**PROBLEM REQUIREMENTS**
Everything from the line that contains "Keep to two rules. Tag each instance of the tan" to the end of the listing below, both ends included, is to be transcribed word for word, and nothing else.

### INPUT MATERIAL ###

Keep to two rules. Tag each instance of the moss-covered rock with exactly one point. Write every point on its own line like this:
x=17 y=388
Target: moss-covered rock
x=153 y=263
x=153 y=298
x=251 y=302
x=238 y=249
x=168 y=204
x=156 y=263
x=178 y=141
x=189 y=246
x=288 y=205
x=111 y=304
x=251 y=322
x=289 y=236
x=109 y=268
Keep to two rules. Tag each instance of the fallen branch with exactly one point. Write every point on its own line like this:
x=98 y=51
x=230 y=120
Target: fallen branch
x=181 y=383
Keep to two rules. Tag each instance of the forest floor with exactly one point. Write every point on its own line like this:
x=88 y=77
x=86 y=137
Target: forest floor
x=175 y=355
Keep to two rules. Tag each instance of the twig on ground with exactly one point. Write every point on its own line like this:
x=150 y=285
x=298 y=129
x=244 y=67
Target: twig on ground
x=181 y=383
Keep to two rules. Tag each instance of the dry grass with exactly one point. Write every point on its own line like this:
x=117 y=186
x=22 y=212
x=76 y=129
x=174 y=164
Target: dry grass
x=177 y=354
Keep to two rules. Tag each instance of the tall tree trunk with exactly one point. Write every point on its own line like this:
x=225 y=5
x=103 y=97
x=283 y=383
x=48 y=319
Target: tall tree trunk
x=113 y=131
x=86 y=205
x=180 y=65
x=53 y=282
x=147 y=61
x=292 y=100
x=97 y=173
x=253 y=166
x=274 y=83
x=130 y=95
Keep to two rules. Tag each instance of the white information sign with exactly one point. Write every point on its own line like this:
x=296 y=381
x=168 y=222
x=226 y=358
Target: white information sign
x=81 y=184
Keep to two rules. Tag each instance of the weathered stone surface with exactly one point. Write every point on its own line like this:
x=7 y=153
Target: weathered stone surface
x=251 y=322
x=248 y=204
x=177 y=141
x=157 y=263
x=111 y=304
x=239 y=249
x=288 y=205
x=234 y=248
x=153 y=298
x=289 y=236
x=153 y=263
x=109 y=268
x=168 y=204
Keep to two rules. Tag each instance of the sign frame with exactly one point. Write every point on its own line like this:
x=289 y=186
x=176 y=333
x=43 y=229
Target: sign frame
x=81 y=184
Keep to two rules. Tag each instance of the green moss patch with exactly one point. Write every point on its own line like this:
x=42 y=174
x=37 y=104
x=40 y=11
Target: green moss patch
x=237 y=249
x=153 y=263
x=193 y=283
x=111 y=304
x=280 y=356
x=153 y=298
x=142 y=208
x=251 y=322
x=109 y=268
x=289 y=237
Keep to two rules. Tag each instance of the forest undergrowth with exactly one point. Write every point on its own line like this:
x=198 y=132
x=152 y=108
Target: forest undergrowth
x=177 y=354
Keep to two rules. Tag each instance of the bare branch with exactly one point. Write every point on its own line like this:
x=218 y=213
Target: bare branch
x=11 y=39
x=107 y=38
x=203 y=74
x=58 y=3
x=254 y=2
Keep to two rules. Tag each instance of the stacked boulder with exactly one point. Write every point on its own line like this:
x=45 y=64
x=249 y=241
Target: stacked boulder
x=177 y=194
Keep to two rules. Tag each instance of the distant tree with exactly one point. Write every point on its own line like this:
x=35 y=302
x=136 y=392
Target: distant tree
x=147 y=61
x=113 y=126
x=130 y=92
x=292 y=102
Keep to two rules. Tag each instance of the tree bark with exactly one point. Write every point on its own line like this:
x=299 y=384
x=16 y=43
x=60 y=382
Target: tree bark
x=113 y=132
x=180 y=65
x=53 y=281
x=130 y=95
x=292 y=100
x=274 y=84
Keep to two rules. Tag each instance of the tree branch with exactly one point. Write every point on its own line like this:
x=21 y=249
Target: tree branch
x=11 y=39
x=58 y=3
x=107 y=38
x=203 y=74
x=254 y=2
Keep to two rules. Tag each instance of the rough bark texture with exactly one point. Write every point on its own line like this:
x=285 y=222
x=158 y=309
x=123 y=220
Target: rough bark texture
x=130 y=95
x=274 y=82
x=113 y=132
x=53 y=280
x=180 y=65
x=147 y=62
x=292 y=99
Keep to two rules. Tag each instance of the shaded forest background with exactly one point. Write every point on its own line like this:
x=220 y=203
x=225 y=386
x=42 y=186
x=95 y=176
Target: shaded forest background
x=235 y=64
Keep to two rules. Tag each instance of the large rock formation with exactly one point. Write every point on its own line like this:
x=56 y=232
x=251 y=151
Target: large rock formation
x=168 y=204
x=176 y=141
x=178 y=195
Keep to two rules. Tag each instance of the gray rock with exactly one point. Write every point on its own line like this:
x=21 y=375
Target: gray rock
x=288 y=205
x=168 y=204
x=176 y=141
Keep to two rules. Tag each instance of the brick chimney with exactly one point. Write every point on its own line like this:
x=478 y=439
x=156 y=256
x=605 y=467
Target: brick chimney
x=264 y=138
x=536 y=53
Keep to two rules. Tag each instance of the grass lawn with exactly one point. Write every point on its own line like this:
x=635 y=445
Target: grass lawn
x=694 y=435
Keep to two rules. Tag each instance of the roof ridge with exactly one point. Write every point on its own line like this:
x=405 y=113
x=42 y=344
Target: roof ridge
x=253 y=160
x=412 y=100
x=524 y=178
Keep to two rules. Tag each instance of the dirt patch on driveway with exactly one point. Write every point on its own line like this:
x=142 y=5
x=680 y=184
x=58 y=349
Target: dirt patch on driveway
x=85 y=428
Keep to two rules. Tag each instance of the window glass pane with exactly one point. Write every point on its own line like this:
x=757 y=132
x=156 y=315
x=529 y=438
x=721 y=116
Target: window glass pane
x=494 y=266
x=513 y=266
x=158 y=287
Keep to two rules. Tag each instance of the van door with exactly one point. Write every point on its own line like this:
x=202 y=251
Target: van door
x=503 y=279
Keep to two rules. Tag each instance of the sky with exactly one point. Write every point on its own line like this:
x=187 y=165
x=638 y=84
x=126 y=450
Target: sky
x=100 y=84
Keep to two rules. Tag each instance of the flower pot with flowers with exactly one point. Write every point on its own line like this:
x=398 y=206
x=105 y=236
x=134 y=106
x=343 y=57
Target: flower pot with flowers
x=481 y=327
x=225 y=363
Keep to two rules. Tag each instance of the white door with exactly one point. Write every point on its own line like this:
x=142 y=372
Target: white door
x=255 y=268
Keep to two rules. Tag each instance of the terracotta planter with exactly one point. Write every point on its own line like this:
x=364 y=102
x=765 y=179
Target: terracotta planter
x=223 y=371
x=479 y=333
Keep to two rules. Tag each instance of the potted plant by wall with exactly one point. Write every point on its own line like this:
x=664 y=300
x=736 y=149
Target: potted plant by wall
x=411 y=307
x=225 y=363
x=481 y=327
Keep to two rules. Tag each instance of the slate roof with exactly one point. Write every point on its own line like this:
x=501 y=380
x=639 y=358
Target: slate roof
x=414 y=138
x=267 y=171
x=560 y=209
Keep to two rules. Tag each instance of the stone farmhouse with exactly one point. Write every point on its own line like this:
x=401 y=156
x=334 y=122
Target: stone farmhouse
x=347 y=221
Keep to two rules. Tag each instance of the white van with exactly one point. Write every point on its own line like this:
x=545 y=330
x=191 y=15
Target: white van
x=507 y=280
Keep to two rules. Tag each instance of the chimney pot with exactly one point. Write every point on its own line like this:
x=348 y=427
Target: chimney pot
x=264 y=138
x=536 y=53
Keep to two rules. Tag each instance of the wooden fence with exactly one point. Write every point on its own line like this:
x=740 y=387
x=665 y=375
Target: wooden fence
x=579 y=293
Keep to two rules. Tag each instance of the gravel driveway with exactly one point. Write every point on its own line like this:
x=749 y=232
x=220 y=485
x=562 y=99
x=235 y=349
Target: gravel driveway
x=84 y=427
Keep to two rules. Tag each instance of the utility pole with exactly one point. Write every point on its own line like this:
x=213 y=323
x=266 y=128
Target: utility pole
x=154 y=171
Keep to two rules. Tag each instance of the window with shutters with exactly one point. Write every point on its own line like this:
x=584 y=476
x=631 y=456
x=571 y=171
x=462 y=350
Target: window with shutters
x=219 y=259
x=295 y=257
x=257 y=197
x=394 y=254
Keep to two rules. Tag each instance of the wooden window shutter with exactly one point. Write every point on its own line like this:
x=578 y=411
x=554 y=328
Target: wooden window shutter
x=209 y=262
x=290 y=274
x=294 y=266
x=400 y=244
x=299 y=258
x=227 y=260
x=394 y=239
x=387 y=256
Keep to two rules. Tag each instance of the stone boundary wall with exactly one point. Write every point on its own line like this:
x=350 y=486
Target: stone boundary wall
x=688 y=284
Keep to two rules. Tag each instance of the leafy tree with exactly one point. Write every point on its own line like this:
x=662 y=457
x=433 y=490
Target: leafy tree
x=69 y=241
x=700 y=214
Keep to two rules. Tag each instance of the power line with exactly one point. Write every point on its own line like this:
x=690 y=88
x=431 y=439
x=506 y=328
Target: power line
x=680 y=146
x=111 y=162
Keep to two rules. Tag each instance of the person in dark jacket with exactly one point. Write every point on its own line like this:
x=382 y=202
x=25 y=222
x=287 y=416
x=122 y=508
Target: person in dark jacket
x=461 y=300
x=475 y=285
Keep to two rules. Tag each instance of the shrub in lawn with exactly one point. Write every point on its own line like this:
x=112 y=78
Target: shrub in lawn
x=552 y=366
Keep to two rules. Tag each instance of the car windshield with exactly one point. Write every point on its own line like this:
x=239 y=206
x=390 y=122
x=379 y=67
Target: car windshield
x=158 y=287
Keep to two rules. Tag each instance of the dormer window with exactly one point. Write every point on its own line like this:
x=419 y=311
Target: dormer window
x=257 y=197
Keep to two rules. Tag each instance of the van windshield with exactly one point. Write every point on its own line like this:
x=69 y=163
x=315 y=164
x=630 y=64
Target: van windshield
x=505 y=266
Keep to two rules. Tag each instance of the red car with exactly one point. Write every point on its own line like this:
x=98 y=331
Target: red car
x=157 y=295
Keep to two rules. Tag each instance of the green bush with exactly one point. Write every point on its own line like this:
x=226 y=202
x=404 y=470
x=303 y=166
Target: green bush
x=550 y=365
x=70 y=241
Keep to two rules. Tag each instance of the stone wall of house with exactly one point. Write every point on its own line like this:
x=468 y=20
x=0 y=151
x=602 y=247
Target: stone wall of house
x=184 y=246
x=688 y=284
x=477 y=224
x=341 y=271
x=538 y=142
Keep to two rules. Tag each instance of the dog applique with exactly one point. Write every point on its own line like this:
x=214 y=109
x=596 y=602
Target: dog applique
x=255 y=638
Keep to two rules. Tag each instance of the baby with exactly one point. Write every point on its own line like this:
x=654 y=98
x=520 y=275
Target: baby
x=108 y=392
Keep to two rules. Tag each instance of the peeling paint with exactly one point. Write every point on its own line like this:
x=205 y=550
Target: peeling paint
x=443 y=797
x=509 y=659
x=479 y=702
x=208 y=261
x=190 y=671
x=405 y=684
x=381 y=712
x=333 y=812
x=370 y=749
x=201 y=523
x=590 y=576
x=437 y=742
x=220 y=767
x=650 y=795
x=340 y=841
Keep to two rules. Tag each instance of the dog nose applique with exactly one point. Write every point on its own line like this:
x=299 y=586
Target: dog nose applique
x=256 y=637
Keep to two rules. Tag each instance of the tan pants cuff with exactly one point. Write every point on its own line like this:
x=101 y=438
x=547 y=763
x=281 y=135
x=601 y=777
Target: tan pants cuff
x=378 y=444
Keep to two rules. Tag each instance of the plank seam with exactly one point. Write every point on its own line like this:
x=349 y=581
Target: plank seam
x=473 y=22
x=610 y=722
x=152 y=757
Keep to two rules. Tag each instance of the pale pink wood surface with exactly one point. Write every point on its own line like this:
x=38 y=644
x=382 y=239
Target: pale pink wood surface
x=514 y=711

###

**REPLY TO THE EXERCISE**
Keep to two rules. Tag each instance of the tan pants cuff with exactly one point. Write every point on its own line like this:
x=101 y=438
x=547 y=763
x=281 y=135
x=601 y=777
Target: tan pants cuff
x=378 y=444
Keep to two rules. Tag each instance of the plank seam with exactly one point. Write every point on its own line like this:
x=349 y=581
Target: plank seam
x=473 y=22
x=610 y=722
x=152 y=757
Keep to two rules. Tag each instance of the pale pink wood surface with exactly one point. Write every point on its own line like this:
x=38 y=644
x=382 y=239
Target: pale pink wood surface
x=514 y=711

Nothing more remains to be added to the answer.